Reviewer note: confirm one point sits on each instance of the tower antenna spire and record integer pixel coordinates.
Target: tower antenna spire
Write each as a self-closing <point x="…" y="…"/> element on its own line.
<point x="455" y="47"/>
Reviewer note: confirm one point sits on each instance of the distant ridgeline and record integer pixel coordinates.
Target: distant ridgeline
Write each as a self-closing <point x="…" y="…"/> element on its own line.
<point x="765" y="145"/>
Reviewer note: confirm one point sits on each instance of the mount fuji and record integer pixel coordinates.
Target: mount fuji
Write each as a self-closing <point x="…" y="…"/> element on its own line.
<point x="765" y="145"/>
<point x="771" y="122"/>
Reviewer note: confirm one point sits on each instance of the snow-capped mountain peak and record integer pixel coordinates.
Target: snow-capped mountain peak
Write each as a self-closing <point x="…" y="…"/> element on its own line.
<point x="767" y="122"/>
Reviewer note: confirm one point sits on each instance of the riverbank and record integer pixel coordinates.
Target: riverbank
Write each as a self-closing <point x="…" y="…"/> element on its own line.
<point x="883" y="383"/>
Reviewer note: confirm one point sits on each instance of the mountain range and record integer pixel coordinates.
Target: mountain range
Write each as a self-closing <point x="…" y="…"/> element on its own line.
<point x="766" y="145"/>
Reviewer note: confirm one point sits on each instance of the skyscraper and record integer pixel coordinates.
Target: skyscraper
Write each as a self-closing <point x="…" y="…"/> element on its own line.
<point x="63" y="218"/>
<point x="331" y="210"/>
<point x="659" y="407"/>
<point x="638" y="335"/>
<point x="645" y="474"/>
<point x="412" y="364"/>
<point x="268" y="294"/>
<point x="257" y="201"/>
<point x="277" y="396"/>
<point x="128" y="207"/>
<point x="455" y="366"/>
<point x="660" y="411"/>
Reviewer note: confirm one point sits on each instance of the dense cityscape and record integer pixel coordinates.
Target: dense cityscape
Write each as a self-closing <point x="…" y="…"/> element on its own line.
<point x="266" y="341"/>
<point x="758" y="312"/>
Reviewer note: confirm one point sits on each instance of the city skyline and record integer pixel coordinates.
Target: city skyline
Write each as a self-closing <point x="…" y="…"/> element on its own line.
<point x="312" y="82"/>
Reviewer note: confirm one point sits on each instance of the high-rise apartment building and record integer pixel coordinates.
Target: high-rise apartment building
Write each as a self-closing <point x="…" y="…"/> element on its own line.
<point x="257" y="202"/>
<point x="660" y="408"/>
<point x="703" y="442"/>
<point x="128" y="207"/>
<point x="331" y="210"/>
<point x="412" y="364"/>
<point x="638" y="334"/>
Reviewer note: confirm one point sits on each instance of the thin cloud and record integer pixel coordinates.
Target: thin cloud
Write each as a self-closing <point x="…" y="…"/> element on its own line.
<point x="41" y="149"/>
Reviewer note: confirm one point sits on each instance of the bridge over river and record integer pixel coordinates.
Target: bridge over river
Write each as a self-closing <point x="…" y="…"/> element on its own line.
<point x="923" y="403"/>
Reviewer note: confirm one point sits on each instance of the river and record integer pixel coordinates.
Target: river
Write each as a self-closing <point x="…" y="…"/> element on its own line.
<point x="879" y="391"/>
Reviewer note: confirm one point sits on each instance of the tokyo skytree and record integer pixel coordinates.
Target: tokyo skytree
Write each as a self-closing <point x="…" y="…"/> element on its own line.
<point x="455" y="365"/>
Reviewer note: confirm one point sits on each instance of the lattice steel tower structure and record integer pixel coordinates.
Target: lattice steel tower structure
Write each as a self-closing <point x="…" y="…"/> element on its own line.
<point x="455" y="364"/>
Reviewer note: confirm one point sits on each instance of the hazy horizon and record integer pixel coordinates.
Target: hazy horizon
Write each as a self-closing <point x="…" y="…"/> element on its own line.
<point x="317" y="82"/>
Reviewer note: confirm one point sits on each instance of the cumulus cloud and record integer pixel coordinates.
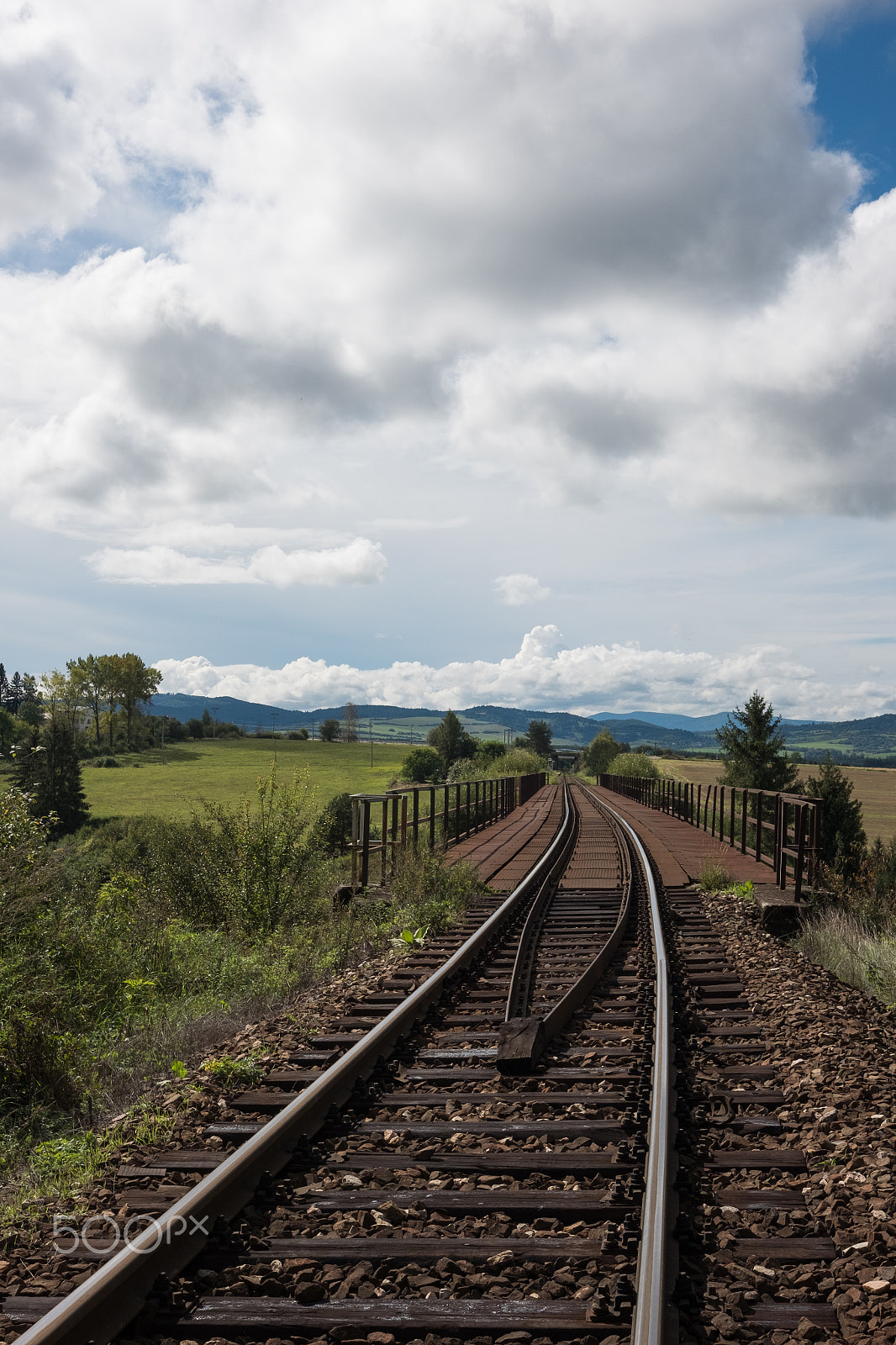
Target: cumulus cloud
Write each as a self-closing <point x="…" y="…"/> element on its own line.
<point x="515" y="589"/>
<point x="542" y="676"/>
<point x="358" y="562"/>
<point x="569" y="242"/>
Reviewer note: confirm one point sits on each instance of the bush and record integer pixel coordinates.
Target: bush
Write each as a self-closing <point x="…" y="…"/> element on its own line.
<point x="333" y="829"/>
<point x="714" y="876"/>
<point x="421" y="764"/>
<point x="842" y="831"/>
<point x="634" y="764"/>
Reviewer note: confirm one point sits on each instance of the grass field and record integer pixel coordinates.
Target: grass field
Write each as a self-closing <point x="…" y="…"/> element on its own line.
<point x="875" y="787"/>
<point x="225" y="771"/>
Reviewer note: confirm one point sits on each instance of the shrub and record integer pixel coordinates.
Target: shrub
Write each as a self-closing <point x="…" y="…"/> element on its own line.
<point x="35" y="1064"/>
<point x="421" y="764"/>
<point x="714" y="876"/>
<point x="333" y="829"/>
<point x="634" y="764"/>
<point x="842" y="831"/>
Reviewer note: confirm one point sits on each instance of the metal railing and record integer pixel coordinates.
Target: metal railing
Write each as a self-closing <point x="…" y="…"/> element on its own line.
<point x="385" y="825"/>
<point x="777" y="829"/>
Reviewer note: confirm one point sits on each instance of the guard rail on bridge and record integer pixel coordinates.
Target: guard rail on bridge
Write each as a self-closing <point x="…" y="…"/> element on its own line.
<point x="434" y="814"/>
<point x="777" y="829"/>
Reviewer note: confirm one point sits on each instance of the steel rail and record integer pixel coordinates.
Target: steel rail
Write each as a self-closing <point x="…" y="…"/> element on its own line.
<point x="107" y="1302"/>
<point x="576" y="995"/>
<point x="651" y="1288"/>
<point x="524" y="970"/>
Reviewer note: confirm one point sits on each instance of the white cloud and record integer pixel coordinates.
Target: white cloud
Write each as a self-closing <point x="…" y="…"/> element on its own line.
<point x="544" y="676"/>
<point x="515" y="589"/>
<point x="568" y="241"/>
<point x="358" y="562"/>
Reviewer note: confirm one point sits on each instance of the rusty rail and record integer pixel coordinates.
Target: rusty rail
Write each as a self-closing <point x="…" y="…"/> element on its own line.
<point x="450" y="813"/>
<point x="777" y="829"/>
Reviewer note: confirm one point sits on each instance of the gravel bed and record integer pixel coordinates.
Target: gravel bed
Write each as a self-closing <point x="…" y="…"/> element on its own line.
<point x="833" y="1053"/>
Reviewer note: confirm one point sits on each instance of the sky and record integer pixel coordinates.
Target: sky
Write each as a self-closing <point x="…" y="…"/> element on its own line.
<point x="522" y="351"/>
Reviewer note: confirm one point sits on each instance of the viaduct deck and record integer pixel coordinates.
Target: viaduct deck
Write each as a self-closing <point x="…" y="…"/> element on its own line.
<point x="502" y="852"/>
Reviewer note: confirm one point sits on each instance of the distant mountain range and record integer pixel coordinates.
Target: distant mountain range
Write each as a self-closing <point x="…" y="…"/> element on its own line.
<point x="846" y="740"/>
<point x="692" y="723"/>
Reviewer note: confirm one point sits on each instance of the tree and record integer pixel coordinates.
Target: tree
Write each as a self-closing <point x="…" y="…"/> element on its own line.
<point x="62" y="697"/>
<point x="752" y="748"/>
<point x="451" y="740"/>
<point x="136" y="685"/>
<point x="540" y="736"/>
<point x="421" y="764"/>
<point x="635" y="764"/>
<point x="7" y="731"/>
<point x="600" y="752"/>
<point x="490" y="750"/>
<point x="842" y="834"/>
<point x="108" y="672"/>
<point x="31" y="713"/>
<point x="47" y="770"/>
<point x="17" y="694"/>
<point x="350" y="724"/>
<point x="87" y="674"/>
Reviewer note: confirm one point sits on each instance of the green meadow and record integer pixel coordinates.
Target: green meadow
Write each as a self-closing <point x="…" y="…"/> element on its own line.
<point x="172" y="782"/>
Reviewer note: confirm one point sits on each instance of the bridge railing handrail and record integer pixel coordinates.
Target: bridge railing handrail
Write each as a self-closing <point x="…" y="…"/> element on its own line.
<point x="777" y="827"/>
<point x="463" y="809"/>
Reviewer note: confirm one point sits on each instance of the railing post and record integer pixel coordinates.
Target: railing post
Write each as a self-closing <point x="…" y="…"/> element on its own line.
<point x="356" y="810"/>
<point x="743" y="820"/>
<point x="383" y="849"/>
<point x="804" y="822"/>
<point x="394" y="833"/>
<point x="365" y="842"/>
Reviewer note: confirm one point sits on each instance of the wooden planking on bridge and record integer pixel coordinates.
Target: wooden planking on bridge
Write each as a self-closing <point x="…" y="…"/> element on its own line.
<point x="505" y="852"/>
<point x="681" y="851"/>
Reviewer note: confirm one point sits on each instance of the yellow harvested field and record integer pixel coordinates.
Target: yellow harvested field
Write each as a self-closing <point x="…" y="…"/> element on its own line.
<point x="873" y="786"/>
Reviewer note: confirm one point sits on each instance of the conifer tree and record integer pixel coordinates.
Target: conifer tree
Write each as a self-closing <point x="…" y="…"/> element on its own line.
<point x="752" y="748"/>
<point x="47" y="770"/>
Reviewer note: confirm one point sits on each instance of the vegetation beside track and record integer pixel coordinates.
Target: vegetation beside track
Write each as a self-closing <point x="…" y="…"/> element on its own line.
<point x="131" y="946"/>
<point x="172" y="782"/>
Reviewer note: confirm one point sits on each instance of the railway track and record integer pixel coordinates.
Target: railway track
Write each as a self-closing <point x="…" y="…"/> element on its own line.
<point x="493" y="1153"/>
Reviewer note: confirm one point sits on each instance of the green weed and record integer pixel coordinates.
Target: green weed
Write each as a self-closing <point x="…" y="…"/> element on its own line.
<point x="230" y="1073"/>
<point x="409" y="939"/>
<point x="714" y="876"/>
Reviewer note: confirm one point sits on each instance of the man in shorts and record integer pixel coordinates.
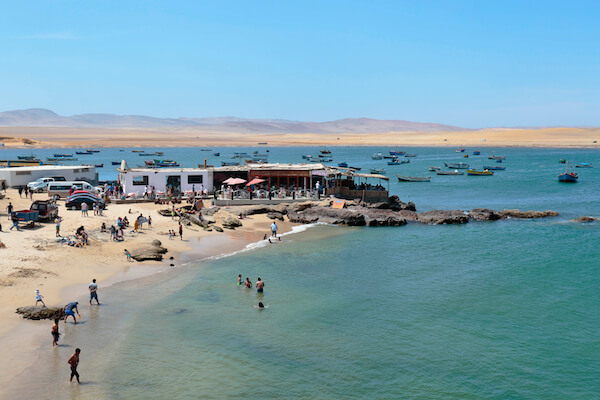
★ ★ ★
> **TASK PROMPT**
Every line that holds the word "distant" should be copied from the records above.

> **RESPONSE BOX**
Reviewer note: confirm one point sits on each instance of the distant ridgeline and record integer pixel coordinates.
Target: distant ridgeline
Reviewer note: confirm one point sits on each instance of the distant mountain range and record integer pixel coordinates.
Target: distant mountain range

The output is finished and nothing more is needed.